##### Material for the task #####
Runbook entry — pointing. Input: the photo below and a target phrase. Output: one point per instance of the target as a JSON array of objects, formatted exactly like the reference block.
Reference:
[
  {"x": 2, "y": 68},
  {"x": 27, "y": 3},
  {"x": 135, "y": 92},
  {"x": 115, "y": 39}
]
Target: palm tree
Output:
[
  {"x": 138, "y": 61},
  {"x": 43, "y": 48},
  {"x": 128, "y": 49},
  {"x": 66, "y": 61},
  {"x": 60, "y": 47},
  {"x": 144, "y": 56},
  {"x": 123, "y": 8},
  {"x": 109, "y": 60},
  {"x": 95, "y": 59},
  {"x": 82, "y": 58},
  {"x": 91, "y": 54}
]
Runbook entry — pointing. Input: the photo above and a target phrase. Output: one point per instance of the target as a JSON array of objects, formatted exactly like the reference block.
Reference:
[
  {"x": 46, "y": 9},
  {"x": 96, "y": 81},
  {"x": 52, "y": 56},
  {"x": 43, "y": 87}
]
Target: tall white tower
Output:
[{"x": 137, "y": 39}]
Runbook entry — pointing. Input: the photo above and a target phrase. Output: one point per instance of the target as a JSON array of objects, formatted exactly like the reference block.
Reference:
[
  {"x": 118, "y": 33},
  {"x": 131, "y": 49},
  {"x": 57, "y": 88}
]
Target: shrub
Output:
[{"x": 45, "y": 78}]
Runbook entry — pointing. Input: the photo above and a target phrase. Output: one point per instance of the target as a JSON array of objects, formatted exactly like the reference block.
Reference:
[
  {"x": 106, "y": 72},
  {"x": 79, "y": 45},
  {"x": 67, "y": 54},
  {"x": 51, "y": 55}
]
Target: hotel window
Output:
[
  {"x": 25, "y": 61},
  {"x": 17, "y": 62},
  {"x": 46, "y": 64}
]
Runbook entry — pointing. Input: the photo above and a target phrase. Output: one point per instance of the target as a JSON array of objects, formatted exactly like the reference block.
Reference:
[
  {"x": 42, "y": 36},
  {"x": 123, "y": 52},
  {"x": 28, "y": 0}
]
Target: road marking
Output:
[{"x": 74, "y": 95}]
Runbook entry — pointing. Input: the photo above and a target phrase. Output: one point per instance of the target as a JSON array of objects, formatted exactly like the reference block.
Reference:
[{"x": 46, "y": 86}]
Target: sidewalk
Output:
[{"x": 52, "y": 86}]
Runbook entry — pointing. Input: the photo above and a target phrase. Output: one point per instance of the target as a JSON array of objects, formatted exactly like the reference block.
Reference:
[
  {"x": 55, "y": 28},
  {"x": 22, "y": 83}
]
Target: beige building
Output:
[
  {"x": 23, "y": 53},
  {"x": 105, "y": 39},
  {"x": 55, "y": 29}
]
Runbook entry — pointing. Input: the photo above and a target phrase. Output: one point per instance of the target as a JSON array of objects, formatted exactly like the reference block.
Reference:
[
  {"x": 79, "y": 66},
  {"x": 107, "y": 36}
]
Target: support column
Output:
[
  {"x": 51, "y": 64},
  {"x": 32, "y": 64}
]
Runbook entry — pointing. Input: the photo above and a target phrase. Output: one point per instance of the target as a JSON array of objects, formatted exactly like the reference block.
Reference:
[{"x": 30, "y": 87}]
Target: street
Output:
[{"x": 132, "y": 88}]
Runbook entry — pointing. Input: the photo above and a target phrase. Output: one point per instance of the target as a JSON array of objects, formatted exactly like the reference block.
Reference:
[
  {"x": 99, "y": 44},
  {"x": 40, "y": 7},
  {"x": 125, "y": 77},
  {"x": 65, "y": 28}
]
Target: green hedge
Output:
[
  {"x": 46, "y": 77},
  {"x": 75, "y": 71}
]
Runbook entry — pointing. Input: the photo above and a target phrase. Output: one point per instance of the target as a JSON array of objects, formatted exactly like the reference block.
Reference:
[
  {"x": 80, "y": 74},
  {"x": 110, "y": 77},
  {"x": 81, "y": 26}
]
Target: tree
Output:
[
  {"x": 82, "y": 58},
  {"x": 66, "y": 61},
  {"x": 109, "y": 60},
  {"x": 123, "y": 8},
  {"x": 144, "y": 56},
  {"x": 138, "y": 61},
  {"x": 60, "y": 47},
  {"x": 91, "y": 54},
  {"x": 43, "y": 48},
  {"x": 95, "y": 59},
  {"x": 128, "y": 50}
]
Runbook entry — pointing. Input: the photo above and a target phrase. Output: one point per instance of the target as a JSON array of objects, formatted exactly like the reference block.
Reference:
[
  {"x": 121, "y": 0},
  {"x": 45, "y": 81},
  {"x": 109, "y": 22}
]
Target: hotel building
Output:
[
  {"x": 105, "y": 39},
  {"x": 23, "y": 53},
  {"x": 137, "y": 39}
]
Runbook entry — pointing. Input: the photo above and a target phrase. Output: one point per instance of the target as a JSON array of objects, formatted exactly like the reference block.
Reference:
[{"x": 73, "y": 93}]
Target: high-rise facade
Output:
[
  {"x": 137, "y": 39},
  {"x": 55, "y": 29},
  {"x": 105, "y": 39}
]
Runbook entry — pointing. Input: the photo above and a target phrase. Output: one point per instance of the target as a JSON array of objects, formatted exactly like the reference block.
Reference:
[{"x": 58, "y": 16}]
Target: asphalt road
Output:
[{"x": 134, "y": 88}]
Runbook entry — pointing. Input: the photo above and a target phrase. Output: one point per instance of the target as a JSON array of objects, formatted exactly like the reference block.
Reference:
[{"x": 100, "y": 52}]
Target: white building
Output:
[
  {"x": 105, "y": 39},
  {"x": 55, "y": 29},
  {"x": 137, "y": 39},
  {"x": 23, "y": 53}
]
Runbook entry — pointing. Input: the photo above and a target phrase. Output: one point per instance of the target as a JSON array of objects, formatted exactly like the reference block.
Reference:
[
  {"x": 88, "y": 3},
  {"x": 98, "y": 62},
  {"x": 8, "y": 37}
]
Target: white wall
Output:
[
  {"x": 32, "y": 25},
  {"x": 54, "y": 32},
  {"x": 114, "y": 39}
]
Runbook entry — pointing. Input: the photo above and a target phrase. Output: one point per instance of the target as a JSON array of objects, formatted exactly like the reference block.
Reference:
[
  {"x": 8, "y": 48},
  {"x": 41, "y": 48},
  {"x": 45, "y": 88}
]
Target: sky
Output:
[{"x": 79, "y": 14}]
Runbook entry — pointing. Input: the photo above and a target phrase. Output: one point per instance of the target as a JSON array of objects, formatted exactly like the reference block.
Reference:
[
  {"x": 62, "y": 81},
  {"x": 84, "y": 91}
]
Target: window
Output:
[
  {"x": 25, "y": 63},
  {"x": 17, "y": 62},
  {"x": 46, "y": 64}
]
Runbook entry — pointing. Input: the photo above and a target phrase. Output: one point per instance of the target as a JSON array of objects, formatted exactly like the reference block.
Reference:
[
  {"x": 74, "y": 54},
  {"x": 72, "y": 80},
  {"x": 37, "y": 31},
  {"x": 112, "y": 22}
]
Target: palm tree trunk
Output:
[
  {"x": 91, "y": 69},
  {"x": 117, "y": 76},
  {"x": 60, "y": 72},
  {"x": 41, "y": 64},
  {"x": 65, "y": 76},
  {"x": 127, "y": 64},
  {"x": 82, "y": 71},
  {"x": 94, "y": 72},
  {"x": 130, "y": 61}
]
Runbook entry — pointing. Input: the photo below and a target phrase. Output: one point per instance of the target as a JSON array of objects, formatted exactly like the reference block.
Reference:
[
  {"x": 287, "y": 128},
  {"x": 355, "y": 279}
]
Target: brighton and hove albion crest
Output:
#####
■ **Directions for this task**: When you retype the entries above, keep every line identical to the source.

■ **Response area**:
Runbook entry — pointing. Input: the photo below and a target phrase. Output: one point per instance of the target as a JSON array of objects, formatted exactly like the reference block.
Reference:
[
  {"x": 2, "y": 68},
  {"x": 27, "y": 3},
  {"x": 135, "y": 92},
  {"x": 115, "y": 39}
]
Target: palm tree
Output:
[
  {"x": 138, "y": 61},
  {"x": 43, "y": 48},
  {"x": 128, "y": 49},
  {"x": 66, "y": 61},
  {"x": 60, "y": 47},
  {"x": 144, "y": 56},
  {"x": 123, "y": 8},
  {"x": 109, "y": 60},
  {"x": 95, "y": 59},
  {"x": 82, "y": 58},
  {"x": 91, "y": 54}
]
Runbook entry — pointing. Input: the photo above and a target phrase. Output: one point per instance of the target as a JSON array of objects, formatted exactly like the reference block.
Reference:
[
  {"x": 46, "y": 9},
  {"x": 96, "y": 81},
  {"x": 52, "y": 56},
  {"x": 43, "y": 87}
]
Target: tall white tower
Output:
[{"x": 137, "y": 39}]
Runbook entry — pointing. Input: the photo above and a target phrase. Output: one point per instance of the target as a JSON array of objects, formatted exactly like the reference block.
Reference:
[
  {"x": 118, "y": 33},
  {"x": 131, "y": 49},
  {"x": 57, "y": 88}
]
Target: shrub
Output:
[{"x": 45, "y": 78}]
Runbook entry — pointing. Input: the photo above and a target phrase. Output: one point per instance of the target as a JSON array of objects, formatted exactly like the reference block.
Reference:
[
  {"x": 106, "y": 72},
  {"x": 79, "y": 45},
  {"x": 67, "y": 54},
  {"x": 51, "y": 55}
]
Target: hotel window
Output:
[
  {"x": 25, "y": 61},
  {"x": 17, "y": 62},
  {"x": 46, "y": 64}
]
Runbook entry — pointing. Input: the photo above and a target phrase. Output: one point per instance of the target as a JSON array of objects, formatted exactly like the reference block.
Reference:
[
  {"x": 42, "y": 36},
  {"x": 123, "y": 52},
  {"x": 28, "y": 0}
]
Target: road marking
Output:
[{"x": 74, "y": 95}]
Runbook entry — pointing. Input: the photo above and a target phrase. Output: one point per instance of the target as a JSON array of objects, formatted exactly like the reference block.
Reference:
[{"x": 46, "y": 86}]
Target: sidewalk
Output:
[{"x": 52, "y": 86}]
Runbook entry — pointing. Input: the photo above and a target phrase. Output: one point per instance of the target as a JSON array of objects, formatted exactly like the reference block.
Reference:
[
  {"x": 55, "y": 28},
  {"x": 22, "y": 83}
]
Target: beige building
Output:
[
  {"x": 23, "y": 53},
  {"x": 105, "y": 39},
  {"x": 55, "y": 29}
]
Runbook entry — pointing. Input: the photo above and a target phrase. Output: one point per instance of the target as a JSON array of objects, formatted exactly like the reference block.
Reference:
[
  {"x": 79, "y": 66},
  {"x": 107, "y": 36}
]
Target: support column
Output:
[
  {"x": 51, "y": 64},
  {"x": 32, "y": 64}
]
Runbook entry — pointing. Input: the photo above and a target phrase. Output: one point per instance of the target as a JSON array of objects, formatted exactly like the reference block.
Reference:
[{"x": 30, "y": 87}]
Target: street
Output:
[{"x": 132, "y": 88}]
Runbook entry — pointing. Input: the photo above and a target phrase. Output: one point per instance of the target as a JSON array of objects, formatted exactly like the reference block.
Reference:
[
  {"x": 99, "y": 44},
  {"x": 40, "y": 7},
  {"x": 125, "y": 77},
  {"x": 65, "y": 28}
]
Target: green hedge
Output:
[
  {"x": 46, "y": 77},
  {"x": 75, "y": 71}
]
Runbook entry — pointing. Input: the photo above and a target phrase. Output: one point per instance of the target as a JSON array of objects, formatted exactly like the reference block.
Reference:
[
  {"x": 80, "y": 74},
  {"x": 110, "y": 77},
  {"x": 81, "y": 26}
]
Target: tree
Output:
[
  {"x": 82, "y": 58},
  {"x": 66, "y": 61},
  {"x": 109, "y": 60},
  {"x": 123, "y": 8},
  {"x": 144, "y": 56},
  {"x": 138, "y": 61},
  {"x": 60, "y": 47},
  {"x": 91, "y": 54},
  {"x": 43, "y": 48},
  {"x": 95, "y": 59},
  {"x": 128, "y": 50}
]
Runbook entry — pointing. Input: the photo above and a target phrase. Output: one point per instance of the target as a JSON array of objects, formatted exactly like the reference block.
Reference:
[
  {"x": 121, "y": 0},
  {"x": 45, "y": 81},
  {"x": 109, "y": 22}
]
Target: hotel building
Output:
[
  {"x": 105, "y": 39},
  {"x": 23, "y": 53},
  {"x": 137, "y": 39}
]
Runbook entry — pointing. Input: the photo above and a target phrase. Output: one point per instance of the target as a JSON array of objects, formatted exactly like the reference block.
Reference:
[{"x": 73, "y": 93}]
Target: high-rise facade
Output:
[
  {"x": 137, "y": 39},
  {"x": 55, "y": 29},
  {"x": 105, "y": 39}
]
Runbook entry — pointing. Input: the photo above and a target phrase. Output: one point per instance of the target as a JSON array of objects, formatted exactly like the reference block.
Reference:
[{"x": 58, "y": 16}]
Target: asphalt road
Output:
[{"x": 134, "y": 88}]
Runbook entry — pointing. Input: the photo above and a target phrase. Output: one point per instance of the target as a JSON array of objects, formatted exactly like the reference block.
Reference:
[{"x": 100, "y": 52}]
Target: white building
Output:
[
  {"x": 105, "y": 39},
  {"x": 55, "y": 29},
  {"x": 137, "y": 39},
  {"x": 23, "y": 53}
]
Runbook entry — pointing. Input: the photo above and a target phrase. Output: one point per instance of the target as a JSON array of objects, formatted exactly like the reference block.
Reference:
[
  {"x": 88, "y": 3},
  {"x": 98, "y": 62},
  {"x": 8, "y": 37}
]
Target: white wall
Output:
[
  {"x": 32, "y": 25},
  {"x": 54, "y": 32},
  {"x": 114, "y": 39}
]
Runbook entry — pointing. Input: the photo above and a target phrase. Output: one point per instance of the target as a JSON array of objects, formatted exactly like the reference block.
Reference:
[
  {"x": 8, "y": 48},
  {"x": 41, "y": 48},
  {"x": 45, "y": 88}
]
Target: sky
Output:
[{"x": 79, "y": 14}]
Runbook entry — pointing. Input: the photo above and a target phrase. Output: one point per instance of the target as a JSON array of objects, formatted exactly like the reference block.
Reference:
[
  {"x": 62, "y": 81},
  {"x": 84, "y": 91}
]
Target: window
Output:
[
  {"x": 25, "y": 63},
  {"x": 17, "y": 62},
  {"x": 46, "y": 64}
]
Runbook entry — pointing. Input: the photo above and a target phrase. Output: one point per instance of the target as a JSON array of objects, formatted exactly like the reference block.
Reference:
[
  {"x": 74, "y": 54},
  {"x": 72, "y": 80},
  {"x": 37, "y": 31},
  {"x": 112, "y": 22}
]
Target: palm tree trunk
Output:
[
  {"x": 91, "y": 69},
  {"x": 117, "y": 76},
  {"x": 60, "y": 72},
  {"x": 41, "y": 64},
  {"x": 65, "y": 76},
  {"x": 127, "y": 64},
  {"x": 82, "y": 71},
  {"x": 94, "y": 72},
  {"x": 130, "y": 61}
]
Runbook entry — pointing. Input: the photo below and a target phrase. Output: one point per instance of the target as a JSON array of objects, formatted exactly like the reference block.
Reference:
[
  {"x": 287, "y": 128},
  {"x": 355, "y": 279}
]
Target: brighton and hove albion crest
Output:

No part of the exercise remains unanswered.